TASK DETAILS
Reproduce without any change the stretch of lines from the one containing "In the picture above, where can the bird's dark" through the last line below.

Begin

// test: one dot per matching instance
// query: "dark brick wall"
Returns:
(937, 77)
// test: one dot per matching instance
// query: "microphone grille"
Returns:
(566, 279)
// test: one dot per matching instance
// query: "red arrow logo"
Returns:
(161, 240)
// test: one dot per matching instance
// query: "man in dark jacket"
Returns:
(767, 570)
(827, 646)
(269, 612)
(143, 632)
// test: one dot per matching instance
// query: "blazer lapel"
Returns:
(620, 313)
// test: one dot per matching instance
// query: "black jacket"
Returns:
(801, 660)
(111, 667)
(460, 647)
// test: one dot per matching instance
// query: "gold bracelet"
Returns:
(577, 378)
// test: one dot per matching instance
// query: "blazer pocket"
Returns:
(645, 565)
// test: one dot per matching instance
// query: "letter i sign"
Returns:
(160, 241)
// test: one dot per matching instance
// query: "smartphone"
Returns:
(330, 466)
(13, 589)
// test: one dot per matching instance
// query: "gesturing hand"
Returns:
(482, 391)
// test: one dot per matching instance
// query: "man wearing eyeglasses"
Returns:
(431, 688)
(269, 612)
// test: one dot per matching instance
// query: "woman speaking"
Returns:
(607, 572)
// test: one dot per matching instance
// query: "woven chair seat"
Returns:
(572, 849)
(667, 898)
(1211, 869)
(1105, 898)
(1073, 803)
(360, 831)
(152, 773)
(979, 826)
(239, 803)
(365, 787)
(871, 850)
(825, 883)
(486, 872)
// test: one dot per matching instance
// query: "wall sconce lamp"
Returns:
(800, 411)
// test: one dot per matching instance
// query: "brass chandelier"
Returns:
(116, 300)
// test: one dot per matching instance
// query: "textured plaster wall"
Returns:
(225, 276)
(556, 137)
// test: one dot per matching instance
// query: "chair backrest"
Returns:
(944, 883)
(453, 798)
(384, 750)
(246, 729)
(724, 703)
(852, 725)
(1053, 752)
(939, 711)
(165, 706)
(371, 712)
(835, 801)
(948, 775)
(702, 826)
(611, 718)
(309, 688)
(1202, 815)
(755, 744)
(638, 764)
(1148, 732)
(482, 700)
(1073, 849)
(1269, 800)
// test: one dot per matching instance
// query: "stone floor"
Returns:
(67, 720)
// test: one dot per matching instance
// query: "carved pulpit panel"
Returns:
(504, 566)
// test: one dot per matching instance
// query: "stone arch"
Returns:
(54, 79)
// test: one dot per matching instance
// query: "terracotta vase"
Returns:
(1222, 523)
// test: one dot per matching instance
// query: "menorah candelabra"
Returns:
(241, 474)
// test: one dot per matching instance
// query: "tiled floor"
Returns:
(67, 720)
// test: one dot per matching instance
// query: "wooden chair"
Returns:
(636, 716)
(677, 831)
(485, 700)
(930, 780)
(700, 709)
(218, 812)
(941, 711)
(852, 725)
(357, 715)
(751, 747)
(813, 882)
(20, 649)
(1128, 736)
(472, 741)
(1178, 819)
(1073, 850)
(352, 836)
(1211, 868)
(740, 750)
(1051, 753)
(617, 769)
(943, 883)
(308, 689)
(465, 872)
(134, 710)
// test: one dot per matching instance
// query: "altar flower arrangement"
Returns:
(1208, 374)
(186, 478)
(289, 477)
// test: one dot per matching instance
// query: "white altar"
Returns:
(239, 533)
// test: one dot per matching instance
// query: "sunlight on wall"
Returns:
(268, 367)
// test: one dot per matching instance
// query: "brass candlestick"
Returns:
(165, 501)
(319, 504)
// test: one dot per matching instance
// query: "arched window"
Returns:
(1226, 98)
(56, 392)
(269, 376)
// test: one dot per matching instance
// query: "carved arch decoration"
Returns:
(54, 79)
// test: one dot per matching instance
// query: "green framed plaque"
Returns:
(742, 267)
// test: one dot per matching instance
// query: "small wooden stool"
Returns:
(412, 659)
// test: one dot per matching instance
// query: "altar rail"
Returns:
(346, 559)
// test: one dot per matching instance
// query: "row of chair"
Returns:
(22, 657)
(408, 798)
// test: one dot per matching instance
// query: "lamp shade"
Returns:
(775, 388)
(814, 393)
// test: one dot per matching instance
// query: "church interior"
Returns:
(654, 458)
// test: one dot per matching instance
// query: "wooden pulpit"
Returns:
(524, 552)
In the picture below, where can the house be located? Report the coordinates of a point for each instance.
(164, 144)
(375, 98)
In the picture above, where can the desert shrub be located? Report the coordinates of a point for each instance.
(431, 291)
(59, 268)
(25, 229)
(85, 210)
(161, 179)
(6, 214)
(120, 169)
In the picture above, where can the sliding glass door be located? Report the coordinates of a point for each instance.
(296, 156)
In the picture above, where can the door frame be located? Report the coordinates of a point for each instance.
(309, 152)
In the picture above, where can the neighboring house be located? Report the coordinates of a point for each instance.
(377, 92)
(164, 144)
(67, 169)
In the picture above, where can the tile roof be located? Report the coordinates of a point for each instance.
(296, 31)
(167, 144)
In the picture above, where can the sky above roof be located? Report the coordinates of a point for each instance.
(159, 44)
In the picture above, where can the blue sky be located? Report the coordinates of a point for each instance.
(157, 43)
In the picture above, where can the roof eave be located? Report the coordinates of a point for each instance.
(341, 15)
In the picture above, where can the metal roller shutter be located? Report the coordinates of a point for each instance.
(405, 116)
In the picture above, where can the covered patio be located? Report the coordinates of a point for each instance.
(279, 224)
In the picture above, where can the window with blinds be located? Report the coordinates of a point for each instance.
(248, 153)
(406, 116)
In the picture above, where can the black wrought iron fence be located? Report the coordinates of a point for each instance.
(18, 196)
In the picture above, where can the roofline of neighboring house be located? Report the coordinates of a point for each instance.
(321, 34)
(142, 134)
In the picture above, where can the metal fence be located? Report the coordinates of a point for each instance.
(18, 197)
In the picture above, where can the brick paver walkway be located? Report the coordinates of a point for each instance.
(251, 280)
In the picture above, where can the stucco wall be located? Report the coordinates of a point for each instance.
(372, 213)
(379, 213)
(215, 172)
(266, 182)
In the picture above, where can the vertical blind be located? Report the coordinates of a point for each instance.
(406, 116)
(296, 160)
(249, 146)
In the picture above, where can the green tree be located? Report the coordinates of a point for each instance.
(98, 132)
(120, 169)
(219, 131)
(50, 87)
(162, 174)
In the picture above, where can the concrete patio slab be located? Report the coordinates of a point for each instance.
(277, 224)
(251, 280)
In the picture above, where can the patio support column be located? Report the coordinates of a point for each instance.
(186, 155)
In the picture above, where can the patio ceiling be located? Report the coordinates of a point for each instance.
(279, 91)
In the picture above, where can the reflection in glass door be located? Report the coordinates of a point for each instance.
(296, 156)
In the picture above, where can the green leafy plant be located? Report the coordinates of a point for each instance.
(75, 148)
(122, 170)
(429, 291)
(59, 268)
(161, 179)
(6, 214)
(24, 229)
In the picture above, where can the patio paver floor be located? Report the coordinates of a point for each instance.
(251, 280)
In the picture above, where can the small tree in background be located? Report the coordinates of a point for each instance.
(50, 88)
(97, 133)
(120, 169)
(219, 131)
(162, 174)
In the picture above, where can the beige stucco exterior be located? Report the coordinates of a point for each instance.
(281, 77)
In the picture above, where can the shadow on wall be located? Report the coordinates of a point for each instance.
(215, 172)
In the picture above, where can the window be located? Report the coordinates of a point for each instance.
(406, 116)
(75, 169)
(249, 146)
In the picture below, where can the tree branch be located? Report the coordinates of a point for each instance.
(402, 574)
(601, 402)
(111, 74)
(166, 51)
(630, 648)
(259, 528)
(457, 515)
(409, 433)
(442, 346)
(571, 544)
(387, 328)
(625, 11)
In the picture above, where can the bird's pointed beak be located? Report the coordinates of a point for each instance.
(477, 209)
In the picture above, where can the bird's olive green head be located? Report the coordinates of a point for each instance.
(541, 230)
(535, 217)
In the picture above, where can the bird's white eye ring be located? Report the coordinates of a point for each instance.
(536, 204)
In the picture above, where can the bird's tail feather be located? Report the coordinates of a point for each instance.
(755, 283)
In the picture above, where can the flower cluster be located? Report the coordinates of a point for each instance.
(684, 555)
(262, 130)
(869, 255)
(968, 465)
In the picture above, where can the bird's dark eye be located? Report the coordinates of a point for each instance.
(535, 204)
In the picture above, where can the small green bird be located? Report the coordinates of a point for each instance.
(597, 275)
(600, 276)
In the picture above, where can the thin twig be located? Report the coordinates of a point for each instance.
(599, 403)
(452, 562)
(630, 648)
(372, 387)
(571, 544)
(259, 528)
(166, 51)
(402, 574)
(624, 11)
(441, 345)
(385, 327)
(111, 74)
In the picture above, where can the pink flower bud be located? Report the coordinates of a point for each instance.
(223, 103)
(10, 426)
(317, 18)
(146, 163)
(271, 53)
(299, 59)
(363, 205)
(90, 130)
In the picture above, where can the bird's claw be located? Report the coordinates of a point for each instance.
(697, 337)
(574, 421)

End

RESPONSE FOR THIS EXERCISE
In the picture above, where can the bird's dark eye be located? Report the coordinates of a point for each instance.
(535, 204)
In the picture above, where can the small green bird be located? Report the coordinates of a point for each instance.
(597, 275)
(600, 276)
In the picture above, where can the thin twig be located? Report the coordinates of a point for each instance.
(599, 403)
(452, 562)
(630, 648)
(372, 387)
(571, 544)
(259, 528)
(166, 51)
(402, 574)
(624, 11)
(441, 345)
(385, 327)
(111, 74)
In the picture above, where can the pink flower bud be located? Report the coordinates of a point for each instance.
(223, 103)
(10, 426)
(317, 18)
(146, 163)
(271, 53)
(299, 59)
(363, 205)
(90, 130)
In the picture above, where can the bird's claw be located? Report the coordinates of a point for each instance.
(697, 337)
(574, 421)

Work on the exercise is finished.